Document section:
An HTML file containing a table listing the high scoring matches (sample).

Options:

--bgfile <bfile> - Read background frequencies from <bfile>. The file should be in MEME background file format. The default is to use frequencies embedded in the application from the non-redundant database. If the argument is the keyword motif-file, then the frequencies will be taken from the motif file.
--bgweight <weight> - Add <weight> times the background frequency to the corresponding letter counts in each motif when converting them to postion specific scoring matrices. The default value is 4.0.
--e-thresh <ev> - Only print results with E-values less than <ev>. The default threshold is 10.0.
--max-gap <max-gap> - The value of <max-gap> specifies the longest distance allowed between two hits in a match. Hits separated by more than <max-gap> will be placed in different matches. The default value is 50. Note: Large values of <max-gap> combined with large values of pthresh may prevent MCAST from computing E-values.
--o <dir name> - Specifies the output directory. If the directory already exists, the contents will not be overwritten.
--oc <dir name> - Specifies the output directory. If the directory already exists, the contents will be overwritten.
--p-thresh <pv> - Only motif occurences with p-values less than <pv> will be considered in computing the match score. The default value is 5e-4.
--synth - Create synthetic sequences for estimating E-values. This is useful with small input databases where not enough match scores are found to estimate E-values. The --bgfile option must also be set when using this option.
--text Output is plain text rather then HTML.
--transfac - The input motif file is assumed to be in TRANSFAC format and is converted to MEME format before being used.
--verbosity 1|2|3|4 - Set the verbosity of status reports to standard error. The default level is 2.

Dataset entries:

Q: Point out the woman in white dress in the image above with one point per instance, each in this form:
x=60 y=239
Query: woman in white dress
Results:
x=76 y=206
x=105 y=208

Directions:
a) Reproduce the part of the MCAST options list from "--synth - Create" to "level is 2." word for word.
b) In the MCAST options list, what default value is given for the --bgweight option?

Exercise results:
a)
--synth - Create synthetic sequences for estimating E-values. This is useful with small input databases where not enough match scores are found to estimate E-values. The --bgfile option must also be set when using this option.
--text Output is plain text rather then HTML.
--transfac - The input motif file is assumed to be in TRANSFAC format and is converted to MEME format before being used.
--verbosity 1|2|3|4 - Set the verbosity of status reports to standard error. The default level is 2.

b) 4.0